- **Aim of the exercise**: Please reproduce word for word the lines between the one holding "# Trace the outline of every instance of the woman" and the one holding "63), (335, 58)]", inclusive.

======== Data rows

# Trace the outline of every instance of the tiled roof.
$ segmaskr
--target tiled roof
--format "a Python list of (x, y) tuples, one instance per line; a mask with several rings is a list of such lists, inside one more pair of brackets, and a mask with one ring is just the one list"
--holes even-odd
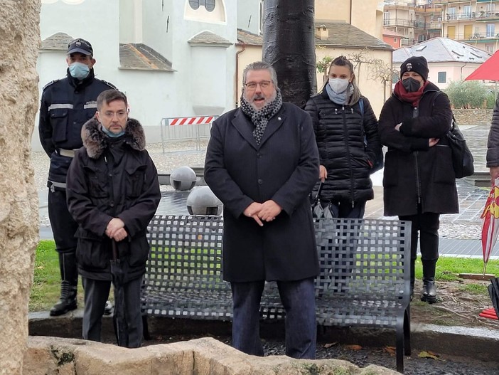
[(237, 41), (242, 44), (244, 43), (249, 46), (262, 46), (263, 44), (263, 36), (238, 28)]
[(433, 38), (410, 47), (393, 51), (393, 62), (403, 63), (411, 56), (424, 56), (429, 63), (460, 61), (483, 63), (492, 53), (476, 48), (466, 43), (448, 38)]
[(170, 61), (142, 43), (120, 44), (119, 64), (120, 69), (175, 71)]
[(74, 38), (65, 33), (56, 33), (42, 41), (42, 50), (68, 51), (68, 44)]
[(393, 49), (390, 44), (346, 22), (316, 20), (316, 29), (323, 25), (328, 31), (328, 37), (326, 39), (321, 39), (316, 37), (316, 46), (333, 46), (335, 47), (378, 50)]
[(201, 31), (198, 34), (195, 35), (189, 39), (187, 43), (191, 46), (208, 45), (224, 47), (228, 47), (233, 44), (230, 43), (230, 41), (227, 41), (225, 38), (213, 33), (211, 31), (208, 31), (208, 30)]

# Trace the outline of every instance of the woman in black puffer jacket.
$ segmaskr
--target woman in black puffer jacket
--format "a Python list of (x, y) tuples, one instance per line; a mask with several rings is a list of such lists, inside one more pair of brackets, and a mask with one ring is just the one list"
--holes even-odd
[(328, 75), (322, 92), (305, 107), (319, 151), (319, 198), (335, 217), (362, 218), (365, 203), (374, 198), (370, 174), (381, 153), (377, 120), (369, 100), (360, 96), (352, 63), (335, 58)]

================
======== Data rows

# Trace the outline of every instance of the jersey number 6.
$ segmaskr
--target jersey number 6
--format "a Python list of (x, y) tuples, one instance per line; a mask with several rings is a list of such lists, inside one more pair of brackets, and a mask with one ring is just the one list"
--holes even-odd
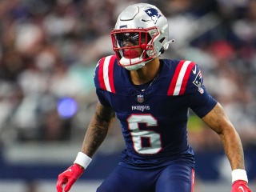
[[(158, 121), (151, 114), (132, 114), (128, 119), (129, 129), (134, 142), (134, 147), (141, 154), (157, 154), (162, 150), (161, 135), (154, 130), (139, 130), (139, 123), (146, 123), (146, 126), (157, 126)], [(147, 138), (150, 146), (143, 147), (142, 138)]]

================

- **Complete output**:
# Trace the outline of every instance of the woman in black puffer jacket.
$ segmaskr
--target woman in black puffer jacket
--format "a Python list of (x, y) tuples, one instance per line; a mask with several rings is a list of such lists, inside one more pair of brackets, and a mask with one ring is just the one list"
--holes even-odd
[(328, 75), (322, 92), (305, 107), (319, 151), (319, 198), (335, 217), (362, 218), (365, 203), (374, 198), (370, 174), (381, 153), (377, 120), (369, 100), (360, 96), (352, 63), (335, 58)]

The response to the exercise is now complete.